Faculty Research

Tornado out in a field

Even though UNC Asheville is an undergraduate teaching-focused university, faculty remain active scholars and experts in their field.  Atmospheric science faculty at UNC Asheville engage in a diverse set of atmospheric research, from numerical modeling to tornadoes and hurricanes.  Students frequently work with faculty on funded research or set out to investigate their own unique research question.  Findings from faculty and student research are presented in department seminars, university-wide research symposiums, and regional and national professional meetings.  Use the links below to learn more about the specific research interests of the ATMS faculty. 

Dr. Alex Huang's Research Interests

Dr. Huang has a strong interest in meteorological education and incorporating new technologies and techniques, particularly Geographic Information Systems (GIS), into the classroom.  He is also very active in the local and regional Chinese language and science education.

Dr. Douglas Miller's Research Interests

My research interests focus on mesoscale and synoptic weather unique to western North Carolina by using computer weather forecast models to help improve our understanding of and ability to forecast these events. Examples of these types of events are summertime convection and associated rainfall, the interaction of tropical systems with the local mountains, wintertime mixed precipitation events, and northwest flow snowfall events. The challenge in using a computer weather forecast model is to know when to trust what it's telling us about the evolution and structure of the atmosphere. Observations are often useful as a tool to help know whether or not to trust the computer weather forecast model. Unfortunately, observations are often too sparse in location or in time to help assess issues related to mesoscale weather events.

## [RECORDED DATA]

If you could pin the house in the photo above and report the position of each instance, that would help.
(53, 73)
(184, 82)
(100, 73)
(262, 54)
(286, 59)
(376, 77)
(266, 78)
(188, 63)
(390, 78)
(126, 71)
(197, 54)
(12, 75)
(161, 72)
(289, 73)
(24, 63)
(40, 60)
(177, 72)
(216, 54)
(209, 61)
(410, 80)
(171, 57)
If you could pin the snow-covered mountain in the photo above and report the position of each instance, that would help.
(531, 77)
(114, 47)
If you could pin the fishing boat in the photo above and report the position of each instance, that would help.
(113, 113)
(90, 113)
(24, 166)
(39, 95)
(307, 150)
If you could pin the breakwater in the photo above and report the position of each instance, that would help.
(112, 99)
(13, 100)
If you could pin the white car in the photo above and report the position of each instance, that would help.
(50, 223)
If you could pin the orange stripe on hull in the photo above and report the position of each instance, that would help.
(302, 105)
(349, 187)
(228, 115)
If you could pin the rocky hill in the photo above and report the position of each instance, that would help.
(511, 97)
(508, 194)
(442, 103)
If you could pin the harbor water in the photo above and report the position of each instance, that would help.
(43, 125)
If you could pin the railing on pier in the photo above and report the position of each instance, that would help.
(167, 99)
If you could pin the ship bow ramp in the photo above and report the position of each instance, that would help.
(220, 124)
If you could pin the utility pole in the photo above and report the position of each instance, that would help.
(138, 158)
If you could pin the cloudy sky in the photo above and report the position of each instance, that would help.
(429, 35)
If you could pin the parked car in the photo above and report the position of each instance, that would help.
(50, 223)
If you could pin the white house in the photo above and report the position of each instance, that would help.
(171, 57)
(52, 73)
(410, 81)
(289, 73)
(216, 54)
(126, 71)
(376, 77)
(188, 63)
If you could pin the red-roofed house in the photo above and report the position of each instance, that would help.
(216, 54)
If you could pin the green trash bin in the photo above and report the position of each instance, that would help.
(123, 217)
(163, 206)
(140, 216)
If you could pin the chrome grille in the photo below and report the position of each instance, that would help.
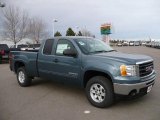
(145, 69)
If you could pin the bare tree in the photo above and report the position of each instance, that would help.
(37, 29)
(15, 24)
(86, 32)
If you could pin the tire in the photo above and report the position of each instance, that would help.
(99, 91)
(23, 79)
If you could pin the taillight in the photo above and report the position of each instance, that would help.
(2, 52)
(10, 57)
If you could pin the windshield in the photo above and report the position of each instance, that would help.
(90, 45)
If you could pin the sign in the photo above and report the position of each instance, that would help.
(105, 29)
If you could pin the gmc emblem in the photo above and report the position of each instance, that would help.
(149, 68)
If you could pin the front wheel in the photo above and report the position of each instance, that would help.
(23, 78)
(99, 92)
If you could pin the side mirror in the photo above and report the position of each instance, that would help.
(70, 52)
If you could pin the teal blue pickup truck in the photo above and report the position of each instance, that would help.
(88, 63)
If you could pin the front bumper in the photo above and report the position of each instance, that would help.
(127, 89)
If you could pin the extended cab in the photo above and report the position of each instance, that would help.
(4, 52)
(88, 63)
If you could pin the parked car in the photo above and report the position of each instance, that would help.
(4, 52)
(143, 43)
(19, 47)
(88, 63)
(33, 47)
(137, 43)
(125, 43)
(131, 43)
(119, 44)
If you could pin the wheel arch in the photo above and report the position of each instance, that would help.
(18, 64)
(91, 73)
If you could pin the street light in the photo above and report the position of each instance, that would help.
(54, 25)
(2, 4)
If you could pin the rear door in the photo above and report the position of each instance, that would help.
(67, 68)
(45, 60)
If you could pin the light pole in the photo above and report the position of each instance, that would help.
(54, 25)
(2, 4)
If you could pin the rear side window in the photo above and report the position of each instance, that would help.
(47, 50)
(3, 47)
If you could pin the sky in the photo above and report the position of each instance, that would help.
(130, 19)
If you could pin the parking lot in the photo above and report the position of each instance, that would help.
(46, 100)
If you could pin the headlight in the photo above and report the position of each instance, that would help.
(128, 70)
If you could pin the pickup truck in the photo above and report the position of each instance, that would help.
(89, 63)
(4, 52)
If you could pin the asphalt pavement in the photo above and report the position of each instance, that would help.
(46, 100)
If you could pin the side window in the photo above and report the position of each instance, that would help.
(48, 47)
(63, 45)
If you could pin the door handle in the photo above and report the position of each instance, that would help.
(55, 60)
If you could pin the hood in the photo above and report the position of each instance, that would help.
(124, 57)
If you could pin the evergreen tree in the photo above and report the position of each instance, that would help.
(57, 34)
(70, 32)
(79, 33)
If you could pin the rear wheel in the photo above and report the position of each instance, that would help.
(99, 91)
(23, 79)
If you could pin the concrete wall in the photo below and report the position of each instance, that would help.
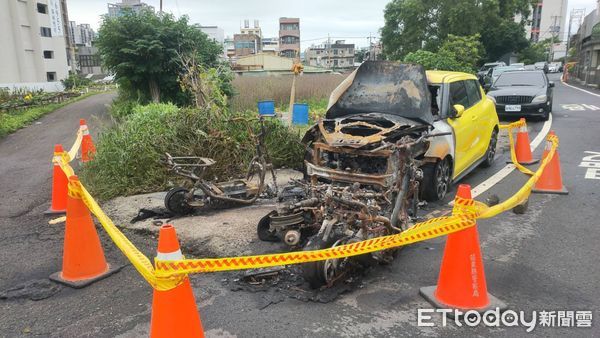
(22, 53)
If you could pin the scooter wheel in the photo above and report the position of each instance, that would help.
(176, 203)
(263, 228)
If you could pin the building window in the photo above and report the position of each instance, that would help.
(42, 8)
(46, 31)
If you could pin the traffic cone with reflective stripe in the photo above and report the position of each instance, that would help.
(461, 282)
(550, 181)
(522, 146)
(174, 312)
(88, 150)
(83, 256)
(59, 184)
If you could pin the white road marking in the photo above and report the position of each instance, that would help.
(592, 163)
(583, 90)
(579, 107)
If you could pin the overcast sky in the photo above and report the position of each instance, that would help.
(350, 20)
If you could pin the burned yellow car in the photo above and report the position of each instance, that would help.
(385, 141)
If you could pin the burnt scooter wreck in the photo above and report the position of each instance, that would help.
(362, 168)
(181, 201)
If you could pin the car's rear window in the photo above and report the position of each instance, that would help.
(520, 79)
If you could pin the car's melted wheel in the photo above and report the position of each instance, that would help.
(436, 180)
(491, 151)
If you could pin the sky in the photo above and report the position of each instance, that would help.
(349, 20)
(352, 20)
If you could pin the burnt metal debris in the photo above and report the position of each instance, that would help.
(362, 169)
(181, 201)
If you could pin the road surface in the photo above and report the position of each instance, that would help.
(545, 259)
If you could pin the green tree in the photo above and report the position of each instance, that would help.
(142, 50)
(466, 50)
(442, 60)
(411, 25)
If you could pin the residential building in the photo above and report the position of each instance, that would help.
(246, 29)
(289, 37)
(217, 34)
(330, 55)
(81, 35)
(246, 44)
(229, 48)
(547, 19)
(263, 62)
(34, 36)
(116, 9)
(270, 46)
(587, 46)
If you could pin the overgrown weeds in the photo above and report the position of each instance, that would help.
(309, 87)
(14, 120)
(127, 161)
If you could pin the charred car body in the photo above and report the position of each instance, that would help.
(382, 144)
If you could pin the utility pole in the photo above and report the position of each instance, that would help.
(370, 48)
(576, 14)
(553, 31)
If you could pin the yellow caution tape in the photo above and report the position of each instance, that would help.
(167, 274)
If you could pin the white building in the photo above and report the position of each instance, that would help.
(34, 50)
(271, 45)
(115, 9)
(548, 18)
(217, 34)
(81, 35)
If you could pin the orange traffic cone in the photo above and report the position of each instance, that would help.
(174, 312)
(551, 179)
(59, 185)
(461, 283)
(522, 147)
(87, 145)
(83, 257)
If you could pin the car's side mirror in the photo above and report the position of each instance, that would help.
(458, 110)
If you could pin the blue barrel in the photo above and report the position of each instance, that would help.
(266, 108)
(300, 113)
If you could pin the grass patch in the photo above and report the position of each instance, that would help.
(15, 120)
(127, 158)
(309, 87)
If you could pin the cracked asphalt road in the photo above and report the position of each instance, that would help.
(545, 259)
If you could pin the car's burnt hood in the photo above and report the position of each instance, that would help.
(384, 87)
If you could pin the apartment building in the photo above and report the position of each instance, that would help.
(246, 44)
(547, 19)
(270, 46)
(34, 34)
(116, 9)
(289, 37)
(81, 35)
(330, 55)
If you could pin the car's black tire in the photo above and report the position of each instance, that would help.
(546, 116)
(490, 153)
(436, 180)
(262, 229)
(175, 201)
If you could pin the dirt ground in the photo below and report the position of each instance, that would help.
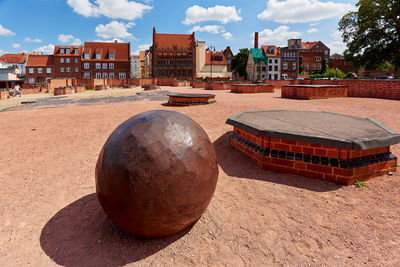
(49, 213)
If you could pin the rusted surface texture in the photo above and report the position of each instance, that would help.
(156, 174)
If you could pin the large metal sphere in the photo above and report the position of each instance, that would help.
(156, 174)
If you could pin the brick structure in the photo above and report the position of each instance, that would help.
(314, 91)
(39, 68)
(252, 88)
(173, 55)
(336, 160)
(67, 62)
(106, 60)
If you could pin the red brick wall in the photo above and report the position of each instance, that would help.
(335, 174)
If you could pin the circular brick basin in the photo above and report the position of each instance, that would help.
(190, 99)
(330, 146)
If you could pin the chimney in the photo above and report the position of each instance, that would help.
(256, 40)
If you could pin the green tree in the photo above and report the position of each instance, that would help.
(372, 33)
(239, 62)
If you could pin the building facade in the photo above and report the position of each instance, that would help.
(135, 67)
(173, 56)
(273, 61)
(256, 65)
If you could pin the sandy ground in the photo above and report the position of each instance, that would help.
(50, 215)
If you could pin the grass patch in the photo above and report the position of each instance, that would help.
(360, 184)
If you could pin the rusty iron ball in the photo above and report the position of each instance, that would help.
(156, 173)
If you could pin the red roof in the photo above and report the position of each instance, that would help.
(40, 60)
(14, 58)
(271, 50)
(174, 41)
(215, 62)
(120, 50)
(72, 49)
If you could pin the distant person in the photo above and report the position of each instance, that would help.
(17, 91)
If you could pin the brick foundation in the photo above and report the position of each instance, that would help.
(312, 92)
(252, 88)
(342, 166)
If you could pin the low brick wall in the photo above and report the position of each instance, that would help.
(342, 166)
(218, 86)
(313, 92)
(251, 88)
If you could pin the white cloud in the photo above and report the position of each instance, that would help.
(5, 32)
(216, 29)
(31, 40)
(336, 44)
(114, 29)
(223, 14)
(142, 47)
(227, 36)
(69, 39)
(46, 49)
(116, 9)
(313, 30)
(297, 11)
(278, 36)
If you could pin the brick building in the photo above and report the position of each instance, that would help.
(67, 62)
(106, 60)
(313, 55)
(173, 55)
(39, 68)
(337, 61)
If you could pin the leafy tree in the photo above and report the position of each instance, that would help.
(372, 33)
(239, 62)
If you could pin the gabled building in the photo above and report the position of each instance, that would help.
(211, 64)
(39, 68)
(106, 60)
(173, 56)
(272, 53)
(256, 65)
(67, 62)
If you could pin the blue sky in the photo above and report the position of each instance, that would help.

## [TASK INSTRUCTIONS]
1. On the faculty research page, what technology is Dr. Huang especially interested in bringing into the classroom?
2. Copy the faculty research page word for word, starting at "Dr. Huang has" and stopping after "and science education.".
You won't need the listing for this.

## [SOLVED TASKS]
1. Geographic Information Systems (GIS).

2.
Dr. Huang has a strong interest in meteorological education and incorporating new technologies and techniques, particularly Geographic Information Systems (GIS), into the classroom.  He is also very active in the local and regional Chinese language and science education.